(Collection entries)
________________________
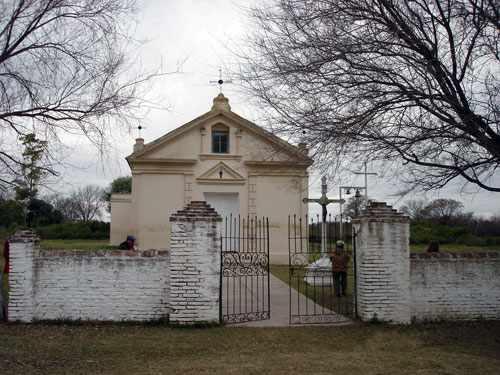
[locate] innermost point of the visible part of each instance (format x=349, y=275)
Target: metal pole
x=340, y=203
x=366, y=186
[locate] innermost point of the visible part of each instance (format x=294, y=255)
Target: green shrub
x=422, y=232
x=90, y=230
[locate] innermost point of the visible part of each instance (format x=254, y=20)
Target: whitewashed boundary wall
x=383, y=264
x=455, y=286
x=394, y=285
x=195, y=264
x=105, y=285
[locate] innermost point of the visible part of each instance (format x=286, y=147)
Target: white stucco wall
x=154, y=198
x=120, y=218
x=455, y=286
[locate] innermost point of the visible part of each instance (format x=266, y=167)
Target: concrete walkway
x=280, y=309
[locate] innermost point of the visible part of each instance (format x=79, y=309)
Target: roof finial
x=220, y=81
x=140, y=128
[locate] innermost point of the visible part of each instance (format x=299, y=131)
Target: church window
x=220, y=140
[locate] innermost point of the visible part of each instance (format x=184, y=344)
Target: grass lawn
x=456, y=249
x=360, y=348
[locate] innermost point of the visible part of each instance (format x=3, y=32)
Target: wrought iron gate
x=312, y=295
x=244, y=283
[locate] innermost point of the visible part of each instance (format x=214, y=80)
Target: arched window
x=220, y=139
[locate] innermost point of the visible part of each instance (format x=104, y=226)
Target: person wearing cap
x=128, y=244
x=340, y=263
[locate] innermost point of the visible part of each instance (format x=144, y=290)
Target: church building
x=239, y=168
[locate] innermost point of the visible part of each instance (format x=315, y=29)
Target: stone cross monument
x=323, y=201
x=319, y=272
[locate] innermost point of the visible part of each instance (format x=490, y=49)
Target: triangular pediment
x=221, y=173
x=257, y=146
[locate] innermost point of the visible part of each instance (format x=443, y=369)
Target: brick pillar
x=23, y=246
x=383, y=264
x=195, y=264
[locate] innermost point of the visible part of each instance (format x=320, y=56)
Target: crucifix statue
x=323, y=201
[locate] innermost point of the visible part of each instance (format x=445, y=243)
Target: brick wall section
x=195, y=264
x=23, y=245
x=89, y=285
x=383, y=264
x=455, y=286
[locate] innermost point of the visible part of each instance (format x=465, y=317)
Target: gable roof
x=221, y=108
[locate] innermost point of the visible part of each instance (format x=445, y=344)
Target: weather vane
x=220, y=81
x=140, y=128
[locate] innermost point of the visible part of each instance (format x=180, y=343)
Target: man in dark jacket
x=340, y=263
x=128, y=244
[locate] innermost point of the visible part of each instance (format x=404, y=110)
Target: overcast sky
x=197, y=31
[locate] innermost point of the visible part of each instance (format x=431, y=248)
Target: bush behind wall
x=89, y=230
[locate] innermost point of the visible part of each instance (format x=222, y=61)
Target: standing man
x=340, y=263
x=128, y=244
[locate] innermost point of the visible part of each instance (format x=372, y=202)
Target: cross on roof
x=220, y=81
x=140, y=128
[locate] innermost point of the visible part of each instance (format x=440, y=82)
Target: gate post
x=195, y=264
x=383, y=264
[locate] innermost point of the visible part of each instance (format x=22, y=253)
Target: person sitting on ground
x=433, y=247
x=340, y=263
x=128, y=244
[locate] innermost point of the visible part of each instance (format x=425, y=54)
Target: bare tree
x=87, y=202
x=66, y=69
x=65, y=205
x=413, y=83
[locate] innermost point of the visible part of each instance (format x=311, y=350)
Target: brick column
x=195, y=264
x=23, y=245
x=383, y=264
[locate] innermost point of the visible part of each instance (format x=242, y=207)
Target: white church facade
x=236, y=166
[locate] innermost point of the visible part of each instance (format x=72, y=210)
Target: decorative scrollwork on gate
x=245, y=272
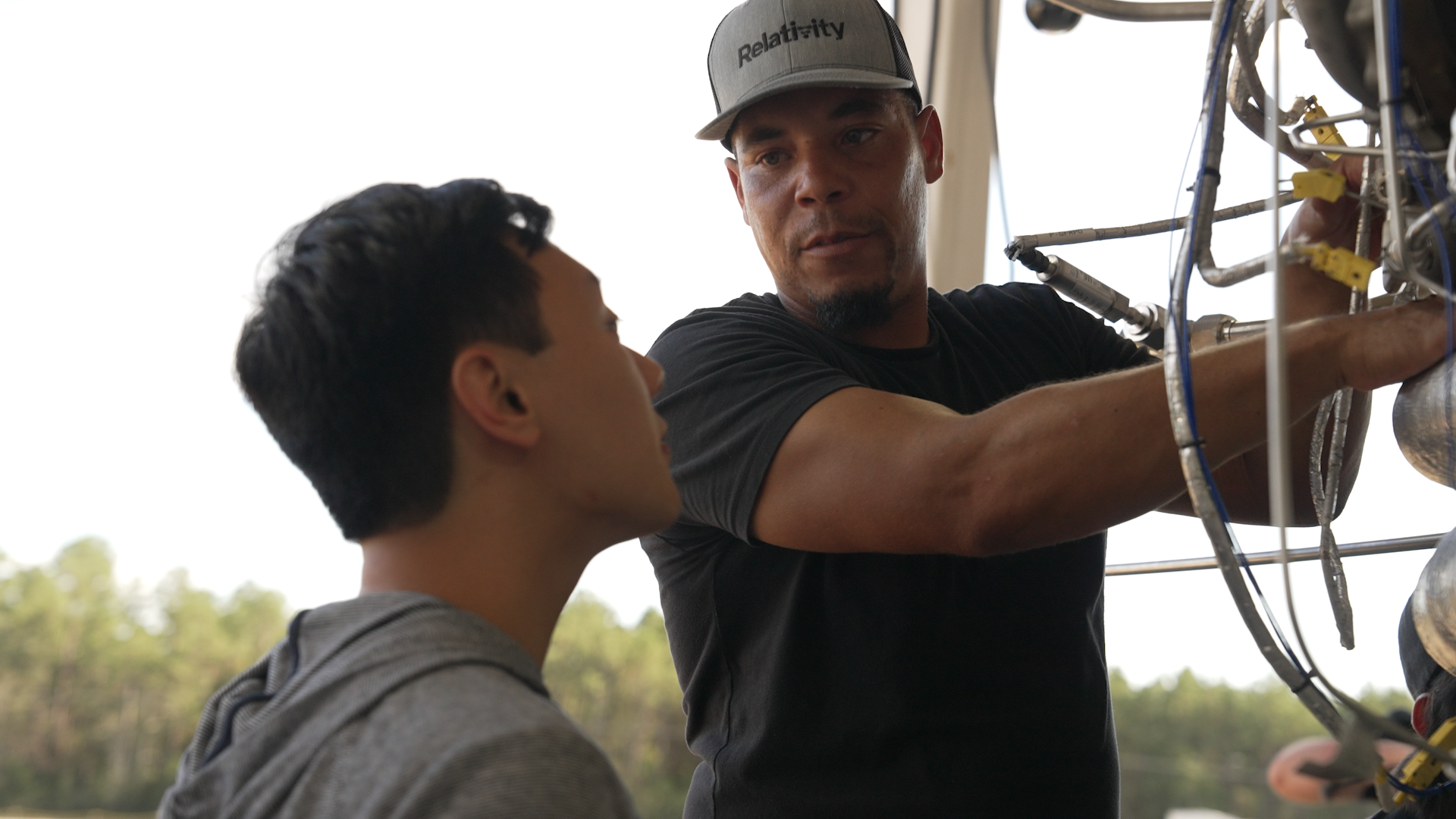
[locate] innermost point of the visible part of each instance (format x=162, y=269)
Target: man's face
x=833, y=184
x=601, y=438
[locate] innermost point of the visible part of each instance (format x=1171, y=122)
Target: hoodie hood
x=259, y=732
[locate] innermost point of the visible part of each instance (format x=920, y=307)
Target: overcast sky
x=152, y=153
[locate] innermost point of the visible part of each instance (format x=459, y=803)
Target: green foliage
x=95, y=708
x=101, y=689
x=1190, y=744
x=619, y=684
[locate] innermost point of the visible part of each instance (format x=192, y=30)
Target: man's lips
x=836, y=243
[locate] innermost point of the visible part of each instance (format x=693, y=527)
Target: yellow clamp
x=1324, y=134
x=1340, y=264
x=1421, y=770
x=1323, y=184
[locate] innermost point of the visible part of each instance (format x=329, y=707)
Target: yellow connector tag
x=1421, y=770
x=1340, y=264
x=1324, y=134
x=1323, y=184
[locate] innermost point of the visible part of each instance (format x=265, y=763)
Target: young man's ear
x=484, y=384
x=932, y=142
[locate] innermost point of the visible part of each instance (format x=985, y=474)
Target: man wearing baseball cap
x=884, y=594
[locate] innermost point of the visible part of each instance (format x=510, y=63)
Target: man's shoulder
x=750, y=315
x=468, y=739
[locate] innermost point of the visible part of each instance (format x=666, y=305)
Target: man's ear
x=731, y=164
x=1421, y=714
x=484, y=384
x=932, y=142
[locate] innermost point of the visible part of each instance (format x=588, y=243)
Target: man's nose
x=821, y=177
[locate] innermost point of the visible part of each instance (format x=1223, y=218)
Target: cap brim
x=808, y=77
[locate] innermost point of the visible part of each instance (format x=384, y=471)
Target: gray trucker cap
x=767, y=47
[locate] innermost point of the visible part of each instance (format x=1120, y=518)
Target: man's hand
x=1310, y=293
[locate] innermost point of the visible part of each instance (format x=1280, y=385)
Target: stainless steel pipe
x=1264, y=558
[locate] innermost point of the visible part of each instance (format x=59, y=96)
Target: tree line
x=101, y=689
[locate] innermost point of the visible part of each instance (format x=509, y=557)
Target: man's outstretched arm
x=873, y=471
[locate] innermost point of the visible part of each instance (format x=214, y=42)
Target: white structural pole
x=948, y=42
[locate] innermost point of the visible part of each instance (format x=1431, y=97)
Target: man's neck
x=511, y=564
x=909, y=324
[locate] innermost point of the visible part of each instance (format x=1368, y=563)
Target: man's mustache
x=830, y=224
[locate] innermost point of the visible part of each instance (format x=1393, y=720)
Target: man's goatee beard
x=852, y=311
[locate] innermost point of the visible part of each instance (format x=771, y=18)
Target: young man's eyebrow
x=762, y=134
x=855, y=107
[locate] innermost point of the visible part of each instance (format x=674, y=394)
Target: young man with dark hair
x=884, y=594
x=455, y=390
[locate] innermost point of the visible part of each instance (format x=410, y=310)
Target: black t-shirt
x=877, y=684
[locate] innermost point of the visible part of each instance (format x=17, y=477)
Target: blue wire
x=1436, y=177
x=1185, y=362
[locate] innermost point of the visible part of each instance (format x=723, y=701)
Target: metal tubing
x=1357, y=150
x=1145, y=229
x=1251, y=112
x=1180, y=411
x=1141, y=12
x=1389, y=110
x=1266, y=558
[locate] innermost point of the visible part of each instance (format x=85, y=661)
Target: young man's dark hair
x=455, y=388
x=348, y=354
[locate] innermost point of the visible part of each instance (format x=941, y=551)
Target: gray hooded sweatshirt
x=392, y=704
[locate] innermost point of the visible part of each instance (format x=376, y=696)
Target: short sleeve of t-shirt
x=739, y=378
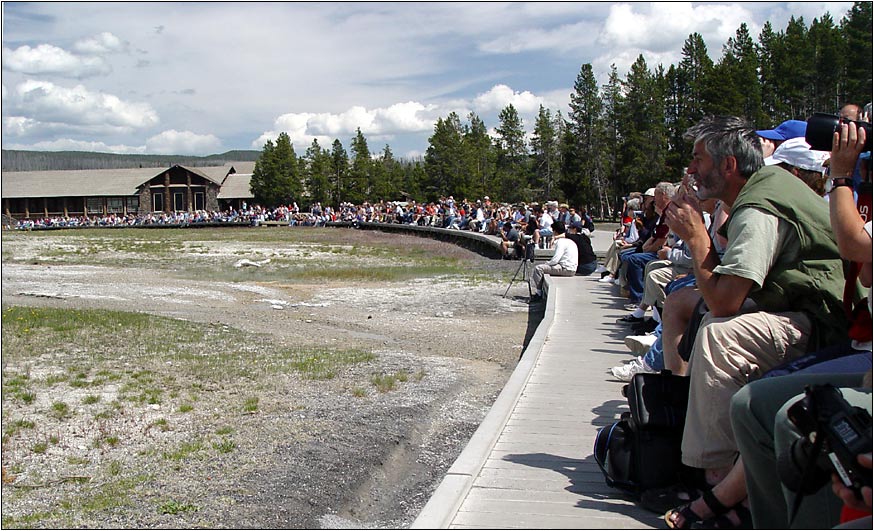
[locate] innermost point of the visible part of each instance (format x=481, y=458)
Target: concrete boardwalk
x=530, y=463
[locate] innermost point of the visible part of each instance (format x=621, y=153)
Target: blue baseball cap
x=785, y=131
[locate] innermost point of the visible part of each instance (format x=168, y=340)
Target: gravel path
x=315, y=453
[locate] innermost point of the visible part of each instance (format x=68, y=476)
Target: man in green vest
x=775, y=294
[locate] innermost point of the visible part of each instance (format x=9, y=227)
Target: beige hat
x=796, y=152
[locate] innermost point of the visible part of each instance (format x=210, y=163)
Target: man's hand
x=847, y=144
x=683, y=215
x=848, y=496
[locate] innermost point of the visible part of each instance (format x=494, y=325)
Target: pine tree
x=275, y=180
x=614, y=102
x=512, y=161
x=545, y=152
x=828, y=63
x=643, y=142
x=359, y=186
x=318, y=173
x=856, y=27
x=479, y=157
x=586, y=108
x=443, y=159
x=768, y=51
x=339, y=170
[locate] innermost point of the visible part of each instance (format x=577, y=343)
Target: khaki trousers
x=728, y=353
x=536, y=280
x=655, y=277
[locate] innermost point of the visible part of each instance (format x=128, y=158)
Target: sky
x=200, y=78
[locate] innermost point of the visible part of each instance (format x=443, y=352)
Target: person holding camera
x=774, y=294
x=510, y=238
x=762, y=412
x=587, y=261
x=563, y=263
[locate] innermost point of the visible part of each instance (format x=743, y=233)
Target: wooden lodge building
x=73, y=193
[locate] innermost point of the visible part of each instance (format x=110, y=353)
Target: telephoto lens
x=821, y=126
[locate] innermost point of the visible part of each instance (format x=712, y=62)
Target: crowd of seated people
x=482, y=215
x=746, y=273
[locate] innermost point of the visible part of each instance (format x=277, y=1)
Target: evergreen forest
x=624, y=135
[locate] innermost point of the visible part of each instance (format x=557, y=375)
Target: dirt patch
x=334, y=453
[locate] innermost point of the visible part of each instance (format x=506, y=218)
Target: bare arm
x=724, y=294
x=853, y=242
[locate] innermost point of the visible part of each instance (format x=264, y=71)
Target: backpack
x=641, y=451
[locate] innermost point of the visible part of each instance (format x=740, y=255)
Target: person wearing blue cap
x=771, y=138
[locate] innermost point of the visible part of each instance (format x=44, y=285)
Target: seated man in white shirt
x=563, y=262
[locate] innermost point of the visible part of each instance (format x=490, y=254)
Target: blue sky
x=200, y=78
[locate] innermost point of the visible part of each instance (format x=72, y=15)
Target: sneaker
x=640, y=345
x=627, y=371
x=647, y=326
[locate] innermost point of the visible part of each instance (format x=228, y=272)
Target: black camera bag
x=642, y=450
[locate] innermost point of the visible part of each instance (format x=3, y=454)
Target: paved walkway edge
x=450, y=494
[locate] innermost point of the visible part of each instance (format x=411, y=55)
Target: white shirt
x=566, y=254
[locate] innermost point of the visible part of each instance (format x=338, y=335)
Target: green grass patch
x=323, y=364
x=225, y=446
x=14, y=427
x=175, y=507
x=184, y=450
x=40, y=447
x=60, y=411
x=161, y=423
x=250, y=404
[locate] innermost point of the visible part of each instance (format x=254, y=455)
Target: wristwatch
x=837, y=182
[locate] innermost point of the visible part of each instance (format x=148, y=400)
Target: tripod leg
x=529, y=284
x=516, y=274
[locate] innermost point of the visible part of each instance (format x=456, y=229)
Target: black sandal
x=745, y=520
x=691, y=520
x=661, y=500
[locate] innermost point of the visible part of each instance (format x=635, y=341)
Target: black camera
x=529, y=251
x=821, y=127
x=835, y=433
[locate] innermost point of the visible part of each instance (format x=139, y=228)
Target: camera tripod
x=523, y=267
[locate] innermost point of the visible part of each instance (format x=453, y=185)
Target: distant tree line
x=622, y=136
x=20, y=160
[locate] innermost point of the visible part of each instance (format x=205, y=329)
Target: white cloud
x=46, y=59
x=174, y=142
x=565, y=38
x=102, y=43
x=377, y=124
x=68, y=144
x=18, y=125
x=46, y=102
x=499, y=96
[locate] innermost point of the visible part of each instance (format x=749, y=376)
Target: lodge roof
x=236, y=186
x=90, y=183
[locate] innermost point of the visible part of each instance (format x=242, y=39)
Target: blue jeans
x=655, y=356
x=587, y=269
x=634, y=273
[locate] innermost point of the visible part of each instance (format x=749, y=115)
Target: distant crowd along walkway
x=530, y=463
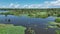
________________________
__Task to carry out__: Reproduce, character for character, the lines from the one containing "(format x=299, y=131)" through the one containing "x=257, y=146", including both of those lines.

__The reply__:
[locate] innermost point of the visible part of each instance (format x=299, y=131)
Target: church window
x=220, y=140
[locate] innermost point of the visible part of each instance (format x=184, y=344)
Target: grass lawn
x=456, y=249
x=360, y=348
[locate] innermost point of the visible part of each instance (format x=3, y=32)
Target: wrought iron gate
x=312, y=295
x=244, y=283
[locate] innermost point of the visible part of each instance (format x=214, y=80)
Target: arched window
x=220, y=139
[locate] innermost point of the visible part of each instance (format x=104, y=226)
Target: person wearing cap
x=128, y=244
x=340, y=263
[locate] innermost point of the visible part of each instance (format x=144, y=290)
Target: church building
x=239, y=168
[locate] innermost point of the visible part of each instance (format x=315, y=29)
Target: stone cross monument
x=323, y=201
x=319, y=272
[locate] innermost point of the visible part of each instance (format x=490, y=49)
Target: triangular pediment
x=221, y=173
x=257, y=146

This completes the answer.